**PROBLEM TO WORK ON**
Copy the listing below word for word, leaving out the pictures.
■ ■ ■ ■ ■ ■ ■
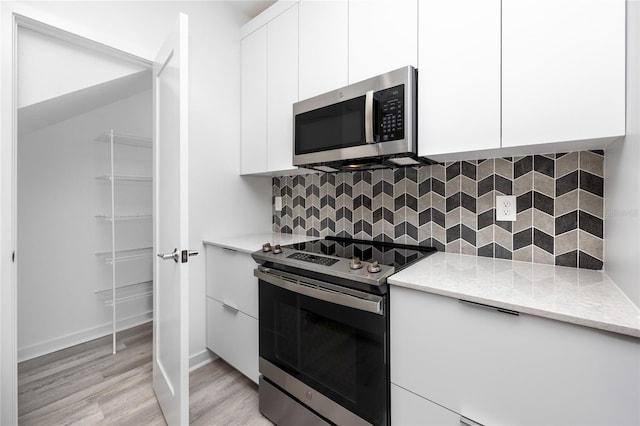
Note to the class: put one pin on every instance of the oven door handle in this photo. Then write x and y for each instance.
(368, 302)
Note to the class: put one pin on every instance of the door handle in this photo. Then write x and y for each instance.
(175, 255)
(186, 254)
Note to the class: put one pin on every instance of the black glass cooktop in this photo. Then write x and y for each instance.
(396, 255)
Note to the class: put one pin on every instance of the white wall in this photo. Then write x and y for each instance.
(622, 183)
(221, 202)
(58, 234)
(37, 52)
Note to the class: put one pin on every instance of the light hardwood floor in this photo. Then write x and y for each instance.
■ ■ ■ ■ ■ ■ ■
**CORRECT ANSWER**
Note to the class: put one pin on every instance of the oven door handle in this photo. Then write x and y for each instance.
(368, 302)
Note to the class: put one pin on every instance of the door handle in this photo. Then write x and y for each instance.
(175, 255)
(186, 254)
Note to the class: put one pin on every instance of the black glass cooktop in this photo. Then write x and y for each instance.
(396, 255)
Note to the class: put one pin on every instance of the white wall in this photo. Then write x and y for each instance.
(622, 183)
(221, 202)
(58, 234)
(37, 52)
Note to the class: put one pin on every instance of the light hardwood floor in this photo. Then write x and y for each instance.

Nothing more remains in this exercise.